*** Opening Given information ***

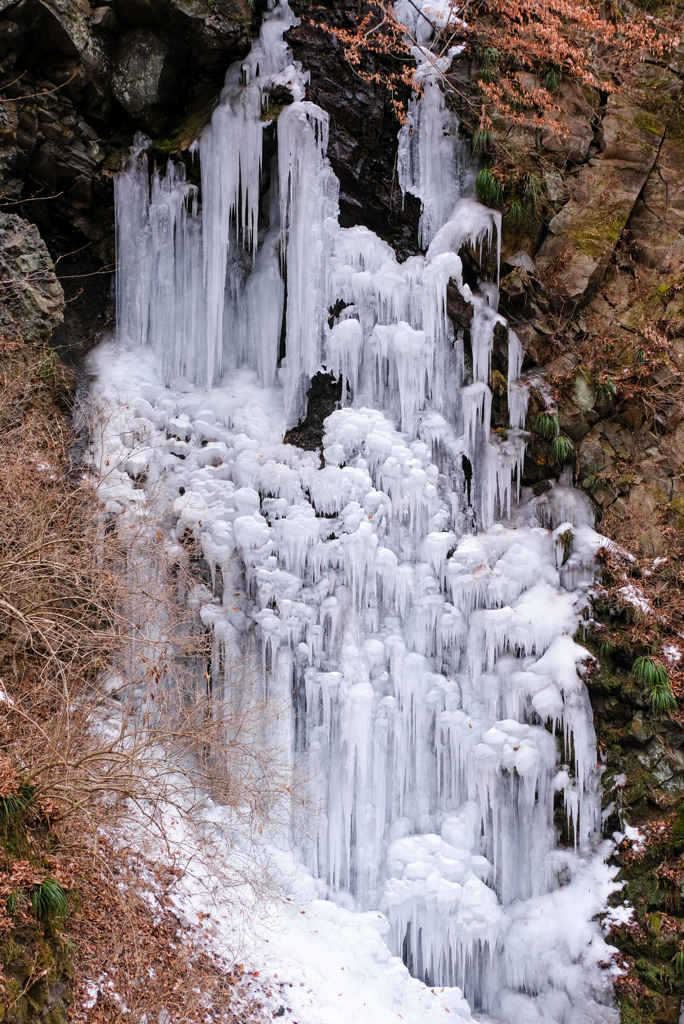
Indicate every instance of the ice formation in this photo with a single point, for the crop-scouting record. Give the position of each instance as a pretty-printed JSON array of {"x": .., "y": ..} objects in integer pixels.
[{"x": 413, "y": 605}]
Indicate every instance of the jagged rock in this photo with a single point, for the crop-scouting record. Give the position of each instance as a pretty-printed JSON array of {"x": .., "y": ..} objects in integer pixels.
[
  {"x": 33, "y": 300},
  {"x": 362, "y": 129},
  {"x": 143, "y": 71},
  {"x": 583, "y": 236}
]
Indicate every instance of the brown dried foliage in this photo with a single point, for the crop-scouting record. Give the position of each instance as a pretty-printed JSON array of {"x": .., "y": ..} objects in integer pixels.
[
  {"x": 79, "y": 604},
  {"x": 578, "y": 39}
]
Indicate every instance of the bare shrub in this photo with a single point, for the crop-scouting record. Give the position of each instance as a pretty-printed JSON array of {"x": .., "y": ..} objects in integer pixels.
[{"x": 108, "y": 716}]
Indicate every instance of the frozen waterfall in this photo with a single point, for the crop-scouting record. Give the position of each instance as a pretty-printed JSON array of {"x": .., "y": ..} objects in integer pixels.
[{"x": 414, "y": 605}]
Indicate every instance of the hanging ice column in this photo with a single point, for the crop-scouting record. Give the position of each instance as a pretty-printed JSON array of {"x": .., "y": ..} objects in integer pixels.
[
  {"x": 429, "y": 652},
  {"x": 204, "y": 288}
]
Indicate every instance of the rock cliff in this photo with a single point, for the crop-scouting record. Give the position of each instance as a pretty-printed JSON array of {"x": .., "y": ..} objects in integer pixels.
[{"x": 592, "y": 283}]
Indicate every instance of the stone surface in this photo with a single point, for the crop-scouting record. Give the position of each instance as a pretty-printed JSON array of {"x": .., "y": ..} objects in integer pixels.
[
  {"x": 143, "y": 74},
  {"x": 32, "y": 299},
  {"x": 583, "y": 236}
]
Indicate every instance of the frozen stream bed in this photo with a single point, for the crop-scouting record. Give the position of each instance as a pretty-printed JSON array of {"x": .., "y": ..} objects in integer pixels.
[{"x": 402, "y": 597}]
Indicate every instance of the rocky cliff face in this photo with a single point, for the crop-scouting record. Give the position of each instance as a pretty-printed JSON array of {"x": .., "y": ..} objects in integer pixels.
[{"x": 592, "y": 283}]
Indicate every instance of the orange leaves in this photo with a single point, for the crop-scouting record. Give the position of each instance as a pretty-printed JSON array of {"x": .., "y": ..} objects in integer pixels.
[{"x": 546, "y": 38}]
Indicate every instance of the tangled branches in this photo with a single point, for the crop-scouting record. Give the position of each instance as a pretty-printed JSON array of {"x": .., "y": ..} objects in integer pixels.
[{"x": 522, "y": 49}]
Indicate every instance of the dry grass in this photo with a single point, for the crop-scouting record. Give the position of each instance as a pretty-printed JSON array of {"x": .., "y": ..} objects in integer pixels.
[{"x": 99, "y": 762}]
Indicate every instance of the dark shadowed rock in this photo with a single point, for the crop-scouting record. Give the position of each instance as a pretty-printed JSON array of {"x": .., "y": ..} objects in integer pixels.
[{"x": 32, "y": 300}]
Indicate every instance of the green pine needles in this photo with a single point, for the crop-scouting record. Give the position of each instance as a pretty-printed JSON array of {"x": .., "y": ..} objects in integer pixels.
[
  {"x": 657, "y": 687},
  {"x": 547, "y": 425},
  {"x": 49, "y": 900},
  {"x": 15, "y": 805},
  {"x": 488, "y": 189},
  {"x": 561, "y": 450}
]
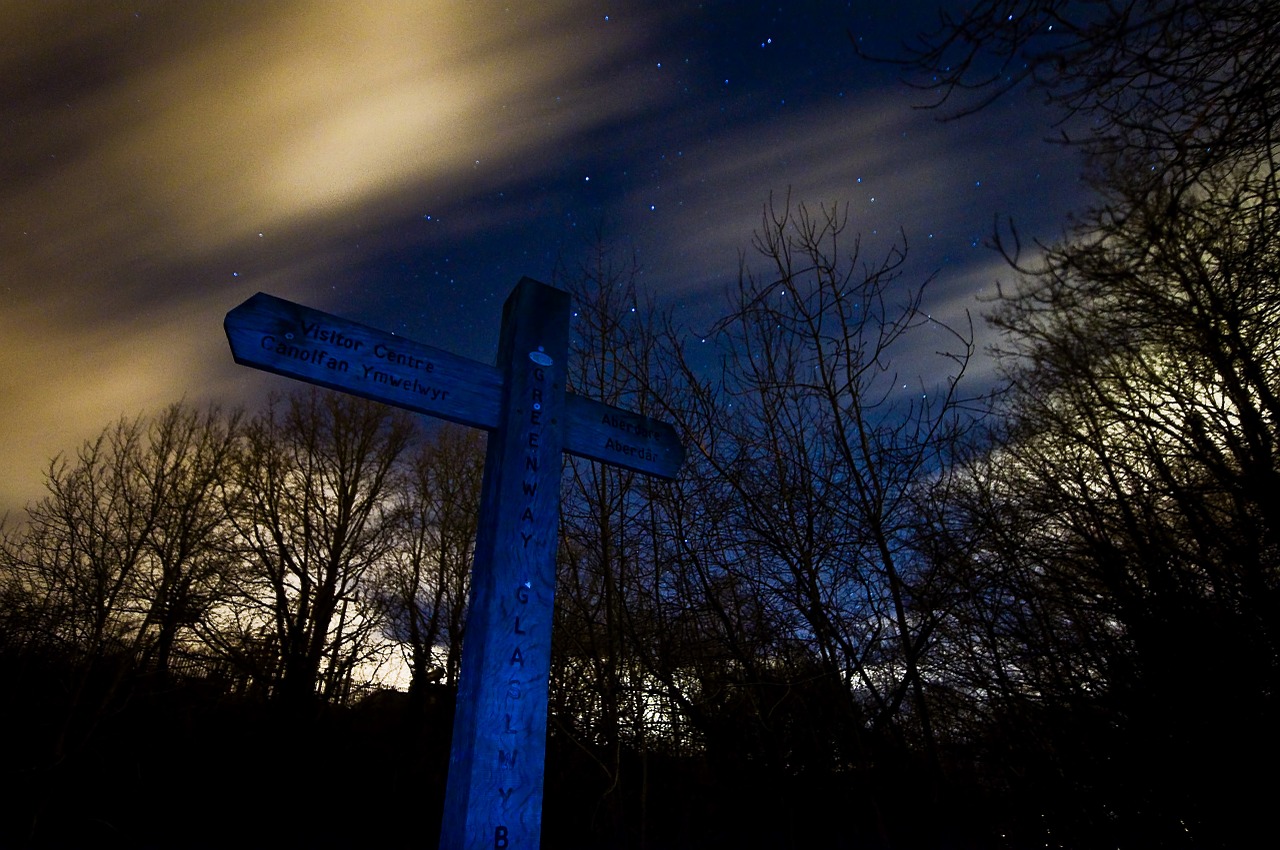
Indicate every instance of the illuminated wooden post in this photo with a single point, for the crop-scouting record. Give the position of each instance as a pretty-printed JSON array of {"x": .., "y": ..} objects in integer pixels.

*** Closing Given information ***

▶ [Task goal]: Without the pictures, copy the material exactly as given.

▶ [Task solution]:
Indicate every instance of the ice formation in this photo with a single point, for the crop-scouting record. Give the position of each instance as a pretty-printed JSON array of {"x": .., "y": ..} objects in integer pixels.
[{"x": 413, "y": 605}]
Indicate every instance of the jagged rock in this photo with a single point, for the crop-scouting record. Give the position of each instance as a pretty-printed JSON array of {"x": .., "y": ..} objects in integer pixels.
[
  {"x": 33, "y": 300},
  {"x": 362, "y": 129},
  {"x": 143, "y": 71},
  {"x": 583, "y": 236}
]
Indicate every instance of the brown dried foliage in this photo with a single point, for the crop-scouting record. Give the position of each instance as a pretty-printed JSON array of {"x": .., "y": ..} objects in integer pixels.
[
  {"x": 79, "y": 604},
  {"x": 578, "y": 39}
]
Indicate every instance of the bare shrub in this photo with a single point, for the crop-scouting record. Give the position of each instance as a pretty-printed JSON array of {"x": .., "y": ..} objects in integer pixels.
[{"x": 108, "y": 716}]
Indicate every instance of the frozen waterfall in this photo with a single point, for the crop-scouting record. Give the position of each instance as a pretty-printed JSON array of {"x": .., "y": ..} objects in integer pixels.
[{"x": 414, "y": 605}]
Indicate every instance of the hanging ice column in this photo with a single point, for the crop-scouting record. Give the position of each instance as a pretty-printed JSON array of {"x": .., "y": ..} objects in integer pixels.
[
  {"x": 429, "y": 652},
  {"x": 204, "y": 288}
]
Indicate every instance of the rock cliff in this photo with a single point, for the crop-scouting record. Give the position of each instance as a pretty-printed JSON array of {"x": .., "y": ..} objects in integer pixels.
[{"x": 592, "y": 283}]
Indicate every instance of the stone surface in this photo with a single point, for the crop-scouting record. Give the position of each instance as a pretty-printed JSON array of {"x": .., "y": ..} objects in integer pixels.
[
  {"x": 143, "y": 74},
  {"x": 32, "y": 299},
  {"x": 583, "y": 236}
]
Indicate every instance of the frozen stream bed in this photo with a single point, for the crop-scouting record. Give the position of each instance as a pretty-printed JSON array of {"x": .., "y": ..} objects in integer pixels.
[{"x": 402, "y": 597}]
Indicate every instance of the rocky cliff face in this photo with a single point, for the crop-scouting record. Give the position of each instance as a pretty-printed JSON array of {"x": .., "y": ..} objects in integer pixels.
[{"x": 592, "y": 283}]
Indicate every instance of the orange leaves in this photo with a single point, for the crop-scouting record. Give the position of each instance as a pretty-printed JSON array of {"x": .., "y": ..} objects in integer pixels.
[{"x": 546, "y": 38}]
Indicate every instance of the tangled branches in this photo with a single point, for the crop-scouting record. Give the position of each instance as a pretty-printed JSON array of {"x": .., "y": ..} objects in integer pixels.
[{"x": 522, "y": 49}]
Indicate every instance of the dry grass in this photo with a single point, for the crop-scouting record. Give the position of each instance as a pretty-printed JSON array of {"x": .., "y": ..} objects in integer pixels.
[{"x": 99, "y": 762}]
Indicate every instance of the dark shadowed rock in this photo with a single point, for the crop-scouting record. Give the position of each instance as a pretty-printed JSON array of {"x": .., "y": ..} objects in integer pixels.
[{"x": 32, "y": 300}]
Indicate every instance of the green pine needles in this photo with a single point, for the crop-scouting record. Give the position of each instance as a pretty-printed JSON array of {"x": .., "y": ..} objects in integer pixels.
[
  {"x": 657, "y": 687},
  {"x": 547, "y": 425},
  {"x": 49, "y": 900},
  {"x": 15, "y": 805},
  {"x": 488, "y": 189},
  {"x": 561, "y": 450}
]
Indicate every instance of the illuminated wooden post in this photo with a single point, for the crop-scouting record. Give the position of each instance as a pretty-printed JSON array of {"x": .., "y": ..} objects in integer pixels.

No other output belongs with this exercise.